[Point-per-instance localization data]
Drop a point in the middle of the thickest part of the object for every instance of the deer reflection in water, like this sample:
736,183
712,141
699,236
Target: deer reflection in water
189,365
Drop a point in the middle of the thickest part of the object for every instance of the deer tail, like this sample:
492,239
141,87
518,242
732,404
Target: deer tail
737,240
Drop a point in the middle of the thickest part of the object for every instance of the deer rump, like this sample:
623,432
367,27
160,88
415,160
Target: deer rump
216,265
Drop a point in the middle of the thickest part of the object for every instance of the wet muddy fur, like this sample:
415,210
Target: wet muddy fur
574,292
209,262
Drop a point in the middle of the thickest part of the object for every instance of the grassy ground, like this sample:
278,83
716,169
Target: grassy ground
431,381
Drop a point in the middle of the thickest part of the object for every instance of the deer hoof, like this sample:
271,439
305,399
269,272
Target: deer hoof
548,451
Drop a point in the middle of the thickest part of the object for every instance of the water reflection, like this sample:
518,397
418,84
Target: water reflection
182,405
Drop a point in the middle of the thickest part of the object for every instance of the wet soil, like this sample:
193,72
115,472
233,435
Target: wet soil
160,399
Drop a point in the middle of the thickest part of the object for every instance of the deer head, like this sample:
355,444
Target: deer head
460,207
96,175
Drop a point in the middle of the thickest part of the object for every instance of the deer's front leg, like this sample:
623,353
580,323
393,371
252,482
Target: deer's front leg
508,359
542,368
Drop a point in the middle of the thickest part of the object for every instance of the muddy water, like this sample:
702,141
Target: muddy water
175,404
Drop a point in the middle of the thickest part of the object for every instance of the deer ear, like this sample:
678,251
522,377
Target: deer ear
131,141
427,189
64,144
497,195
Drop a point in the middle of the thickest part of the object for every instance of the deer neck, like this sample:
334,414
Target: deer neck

**Task item:** State how many lines of the entries above include the string "neck". The reply is that number alone.

**Answer:** 2